_GIVEN DATA_
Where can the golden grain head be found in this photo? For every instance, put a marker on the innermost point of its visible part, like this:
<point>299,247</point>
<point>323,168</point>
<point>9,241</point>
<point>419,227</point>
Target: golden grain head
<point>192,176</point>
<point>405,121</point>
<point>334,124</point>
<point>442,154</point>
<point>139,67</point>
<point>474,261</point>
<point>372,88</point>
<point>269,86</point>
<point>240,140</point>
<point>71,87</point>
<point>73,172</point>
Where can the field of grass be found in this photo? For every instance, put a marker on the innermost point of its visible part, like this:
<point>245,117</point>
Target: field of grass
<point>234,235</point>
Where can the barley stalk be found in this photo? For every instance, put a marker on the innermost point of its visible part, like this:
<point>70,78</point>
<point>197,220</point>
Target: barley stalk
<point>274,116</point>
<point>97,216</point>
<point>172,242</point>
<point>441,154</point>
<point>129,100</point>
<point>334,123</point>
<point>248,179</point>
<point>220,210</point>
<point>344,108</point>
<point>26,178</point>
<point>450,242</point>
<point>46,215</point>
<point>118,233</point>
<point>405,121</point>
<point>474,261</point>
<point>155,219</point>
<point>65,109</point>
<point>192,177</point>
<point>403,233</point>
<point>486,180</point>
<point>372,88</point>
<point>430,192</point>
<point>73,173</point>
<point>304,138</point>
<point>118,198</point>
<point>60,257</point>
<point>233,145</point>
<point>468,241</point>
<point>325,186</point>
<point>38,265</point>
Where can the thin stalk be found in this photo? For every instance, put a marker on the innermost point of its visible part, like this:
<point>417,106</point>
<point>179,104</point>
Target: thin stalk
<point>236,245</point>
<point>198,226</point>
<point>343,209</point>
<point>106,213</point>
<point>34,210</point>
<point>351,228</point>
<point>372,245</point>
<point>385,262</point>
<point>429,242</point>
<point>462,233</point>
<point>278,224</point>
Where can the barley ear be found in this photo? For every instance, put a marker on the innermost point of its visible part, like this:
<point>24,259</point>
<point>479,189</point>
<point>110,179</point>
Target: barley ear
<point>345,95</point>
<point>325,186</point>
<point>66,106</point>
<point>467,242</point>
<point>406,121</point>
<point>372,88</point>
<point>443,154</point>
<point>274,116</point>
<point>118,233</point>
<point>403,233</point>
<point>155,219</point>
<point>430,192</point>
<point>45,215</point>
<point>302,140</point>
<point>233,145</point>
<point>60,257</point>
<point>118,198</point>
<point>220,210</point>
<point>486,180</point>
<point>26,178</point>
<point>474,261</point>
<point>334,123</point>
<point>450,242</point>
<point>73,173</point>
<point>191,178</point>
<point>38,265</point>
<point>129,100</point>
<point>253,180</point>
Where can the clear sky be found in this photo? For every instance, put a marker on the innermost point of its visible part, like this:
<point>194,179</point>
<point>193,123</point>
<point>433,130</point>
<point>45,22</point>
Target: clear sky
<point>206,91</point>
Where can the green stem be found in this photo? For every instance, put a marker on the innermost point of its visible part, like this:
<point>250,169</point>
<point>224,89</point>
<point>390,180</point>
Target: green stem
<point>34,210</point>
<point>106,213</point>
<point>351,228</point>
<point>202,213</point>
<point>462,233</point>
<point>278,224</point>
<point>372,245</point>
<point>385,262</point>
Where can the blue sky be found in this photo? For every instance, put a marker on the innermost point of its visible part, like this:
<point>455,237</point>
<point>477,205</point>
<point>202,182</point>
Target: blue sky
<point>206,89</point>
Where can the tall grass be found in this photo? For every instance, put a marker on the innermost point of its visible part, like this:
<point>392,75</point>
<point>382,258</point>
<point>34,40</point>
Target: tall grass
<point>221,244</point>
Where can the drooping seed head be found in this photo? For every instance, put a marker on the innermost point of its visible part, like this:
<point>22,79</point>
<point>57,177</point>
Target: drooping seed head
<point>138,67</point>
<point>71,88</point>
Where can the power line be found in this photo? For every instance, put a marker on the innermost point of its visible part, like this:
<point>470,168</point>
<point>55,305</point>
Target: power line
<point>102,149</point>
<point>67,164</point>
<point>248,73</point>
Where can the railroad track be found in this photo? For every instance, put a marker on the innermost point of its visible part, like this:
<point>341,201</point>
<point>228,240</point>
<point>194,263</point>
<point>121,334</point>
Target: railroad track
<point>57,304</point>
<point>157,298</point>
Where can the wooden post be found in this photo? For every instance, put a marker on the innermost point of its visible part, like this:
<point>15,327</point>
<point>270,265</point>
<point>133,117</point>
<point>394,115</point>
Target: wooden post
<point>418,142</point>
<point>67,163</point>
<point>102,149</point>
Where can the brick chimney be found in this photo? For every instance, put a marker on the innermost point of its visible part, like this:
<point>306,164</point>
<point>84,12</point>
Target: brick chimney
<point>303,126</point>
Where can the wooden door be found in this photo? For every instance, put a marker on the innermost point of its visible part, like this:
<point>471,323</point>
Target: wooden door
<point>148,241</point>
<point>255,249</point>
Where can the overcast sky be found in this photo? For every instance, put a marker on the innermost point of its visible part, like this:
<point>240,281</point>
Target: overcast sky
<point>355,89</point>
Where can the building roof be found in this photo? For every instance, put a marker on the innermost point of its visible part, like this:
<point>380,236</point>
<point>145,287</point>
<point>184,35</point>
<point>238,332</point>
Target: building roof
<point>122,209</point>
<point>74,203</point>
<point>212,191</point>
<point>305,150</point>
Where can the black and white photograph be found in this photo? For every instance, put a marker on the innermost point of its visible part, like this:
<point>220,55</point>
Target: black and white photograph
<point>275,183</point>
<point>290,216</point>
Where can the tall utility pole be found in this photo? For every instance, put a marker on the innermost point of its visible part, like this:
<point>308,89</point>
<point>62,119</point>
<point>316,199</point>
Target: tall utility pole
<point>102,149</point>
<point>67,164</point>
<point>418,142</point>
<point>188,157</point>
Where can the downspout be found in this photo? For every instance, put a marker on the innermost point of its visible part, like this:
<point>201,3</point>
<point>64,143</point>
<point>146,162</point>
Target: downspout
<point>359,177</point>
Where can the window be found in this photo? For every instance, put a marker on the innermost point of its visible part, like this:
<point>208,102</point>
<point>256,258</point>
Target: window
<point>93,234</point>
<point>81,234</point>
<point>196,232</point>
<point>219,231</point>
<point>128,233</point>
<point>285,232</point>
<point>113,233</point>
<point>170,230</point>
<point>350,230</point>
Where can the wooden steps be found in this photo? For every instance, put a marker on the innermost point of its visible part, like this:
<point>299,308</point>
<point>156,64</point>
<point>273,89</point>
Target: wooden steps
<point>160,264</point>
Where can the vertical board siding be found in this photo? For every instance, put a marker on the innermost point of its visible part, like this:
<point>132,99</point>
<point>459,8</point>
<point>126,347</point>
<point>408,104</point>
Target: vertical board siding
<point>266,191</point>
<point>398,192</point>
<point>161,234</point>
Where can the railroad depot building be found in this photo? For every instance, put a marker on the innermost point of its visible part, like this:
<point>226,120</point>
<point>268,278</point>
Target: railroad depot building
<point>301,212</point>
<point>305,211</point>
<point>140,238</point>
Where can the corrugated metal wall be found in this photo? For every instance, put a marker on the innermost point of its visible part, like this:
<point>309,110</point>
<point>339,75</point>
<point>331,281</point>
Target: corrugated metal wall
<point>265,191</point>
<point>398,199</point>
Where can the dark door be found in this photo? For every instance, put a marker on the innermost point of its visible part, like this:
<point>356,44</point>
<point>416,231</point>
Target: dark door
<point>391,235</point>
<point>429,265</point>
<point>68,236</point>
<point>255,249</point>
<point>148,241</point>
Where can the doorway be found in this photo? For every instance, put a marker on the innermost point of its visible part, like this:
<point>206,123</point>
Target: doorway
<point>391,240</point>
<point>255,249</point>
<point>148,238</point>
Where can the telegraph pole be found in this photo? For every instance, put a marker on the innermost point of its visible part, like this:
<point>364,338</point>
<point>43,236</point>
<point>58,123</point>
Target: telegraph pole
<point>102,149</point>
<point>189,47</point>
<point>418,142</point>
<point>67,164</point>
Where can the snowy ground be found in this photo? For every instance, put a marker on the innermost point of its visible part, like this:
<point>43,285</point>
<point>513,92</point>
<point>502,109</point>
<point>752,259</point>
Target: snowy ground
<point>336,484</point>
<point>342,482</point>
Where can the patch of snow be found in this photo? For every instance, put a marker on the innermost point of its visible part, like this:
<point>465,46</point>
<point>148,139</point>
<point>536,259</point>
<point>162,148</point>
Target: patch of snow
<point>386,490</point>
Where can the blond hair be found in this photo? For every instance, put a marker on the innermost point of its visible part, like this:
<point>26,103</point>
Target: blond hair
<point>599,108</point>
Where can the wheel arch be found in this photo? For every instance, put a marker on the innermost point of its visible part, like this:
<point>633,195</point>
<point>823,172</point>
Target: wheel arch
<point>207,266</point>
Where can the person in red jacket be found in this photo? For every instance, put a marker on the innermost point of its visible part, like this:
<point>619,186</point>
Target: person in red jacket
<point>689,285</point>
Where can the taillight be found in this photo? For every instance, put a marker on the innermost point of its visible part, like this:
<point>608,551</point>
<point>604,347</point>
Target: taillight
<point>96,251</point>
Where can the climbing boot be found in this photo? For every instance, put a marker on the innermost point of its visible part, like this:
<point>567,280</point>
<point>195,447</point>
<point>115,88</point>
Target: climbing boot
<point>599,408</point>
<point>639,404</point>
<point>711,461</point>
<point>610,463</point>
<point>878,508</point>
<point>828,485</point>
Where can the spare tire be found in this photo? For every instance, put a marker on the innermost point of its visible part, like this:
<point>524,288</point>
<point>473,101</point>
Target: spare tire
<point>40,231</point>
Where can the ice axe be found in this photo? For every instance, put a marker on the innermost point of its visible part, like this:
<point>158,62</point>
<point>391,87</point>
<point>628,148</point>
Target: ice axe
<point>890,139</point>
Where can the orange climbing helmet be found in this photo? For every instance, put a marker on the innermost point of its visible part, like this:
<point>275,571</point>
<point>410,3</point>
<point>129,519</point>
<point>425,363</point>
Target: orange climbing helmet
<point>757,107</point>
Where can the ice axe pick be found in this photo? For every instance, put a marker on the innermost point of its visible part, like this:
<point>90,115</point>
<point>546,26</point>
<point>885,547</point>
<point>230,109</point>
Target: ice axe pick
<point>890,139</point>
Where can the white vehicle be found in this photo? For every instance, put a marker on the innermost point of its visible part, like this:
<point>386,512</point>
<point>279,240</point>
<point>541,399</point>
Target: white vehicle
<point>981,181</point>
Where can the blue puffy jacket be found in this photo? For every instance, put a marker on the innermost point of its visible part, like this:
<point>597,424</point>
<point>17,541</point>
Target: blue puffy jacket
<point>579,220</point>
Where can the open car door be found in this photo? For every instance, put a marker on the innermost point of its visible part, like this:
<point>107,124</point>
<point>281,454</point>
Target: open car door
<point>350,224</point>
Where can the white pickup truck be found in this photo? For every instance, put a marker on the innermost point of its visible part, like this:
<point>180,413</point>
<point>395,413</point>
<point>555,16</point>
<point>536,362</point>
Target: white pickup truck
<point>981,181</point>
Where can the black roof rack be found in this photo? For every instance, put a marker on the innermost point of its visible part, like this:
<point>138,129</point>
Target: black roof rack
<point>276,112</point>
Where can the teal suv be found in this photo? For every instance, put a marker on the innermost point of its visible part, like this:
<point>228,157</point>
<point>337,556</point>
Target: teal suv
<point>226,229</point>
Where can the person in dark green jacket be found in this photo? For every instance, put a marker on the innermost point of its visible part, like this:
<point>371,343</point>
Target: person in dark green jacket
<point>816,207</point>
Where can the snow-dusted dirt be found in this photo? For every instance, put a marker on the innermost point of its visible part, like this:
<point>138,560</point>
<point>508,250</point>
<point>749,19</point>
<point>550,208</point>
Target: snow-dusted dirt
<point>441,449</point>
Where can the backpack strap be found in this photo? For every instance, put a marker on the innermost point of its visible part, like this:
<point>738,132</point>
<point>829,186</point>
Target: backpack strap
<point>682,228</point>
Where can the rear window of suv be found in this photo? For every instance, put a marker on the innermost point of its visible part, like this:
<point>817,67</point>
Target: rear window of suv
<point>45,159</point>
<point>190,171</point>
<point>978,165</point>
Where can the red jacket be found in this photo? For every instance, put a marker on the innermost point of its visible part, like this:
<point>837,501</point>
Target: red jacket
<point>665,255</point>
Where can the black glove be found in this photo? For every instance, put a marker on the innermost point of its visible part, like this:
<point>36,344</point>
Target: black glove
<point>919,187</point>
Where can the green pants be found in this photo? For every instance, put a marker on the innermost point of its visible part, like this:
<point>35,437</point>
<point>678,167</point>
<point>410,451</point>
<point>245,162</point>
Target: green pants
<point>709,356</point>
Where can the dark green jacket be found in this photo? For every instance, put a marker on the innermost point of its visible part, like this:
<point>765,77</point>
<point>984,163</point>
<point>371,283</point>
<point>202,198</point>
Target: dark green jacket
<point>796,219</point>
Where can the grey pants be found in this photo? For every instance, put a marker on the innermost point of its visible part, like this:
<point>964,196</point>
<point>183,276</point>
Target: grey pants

_WRITTEN PROBLEM_
Please copy the material above word for word, everything from the line containing "Where can the dark door" down to the line containing "<point>342,482</point>", with both of those lines included.

_SOLUTION TO THE EXERCISE_
Where can the dark door be found in this photo? For every instance, put a marker on the innermost point of its visible part, like this:
<point>356,44</point>
<point>416,231</point>
Target: dark door
<point>391,235</point>
<point>429,265</point>
<point>68,236</point>
<point>255,249</point>
<point>148,241</point>
Where can the doorway be found in this photo? For every instance, put a marker on the innermost point of its visible part, like this:
<point>206,123</point>
Target: doorway
<point>391,240</point>
<point>255,249</point>
<point>148,238</point>
Where can the telegraph pole be found in this photo? For every instance, put a marker on the innermost point of its visible part, like this:
<point>364,338</point>
<point>43,236</point>
<point>58,123</point>
Target: telegraph pole
<point>102,149</point>
<point>189,47</point>
<point>418,142</point>
<point>67,164</point>
Where can the snowy ground be found in this photo? For every instance, put a marker on the innermost point of its visible part, like this:
<point>43,285</point>
<point>513,92</point>
<point>502,109</point>
<point>752,259</point>
Target: snowy ground
<point>336,484</point>
<point>342,482</point>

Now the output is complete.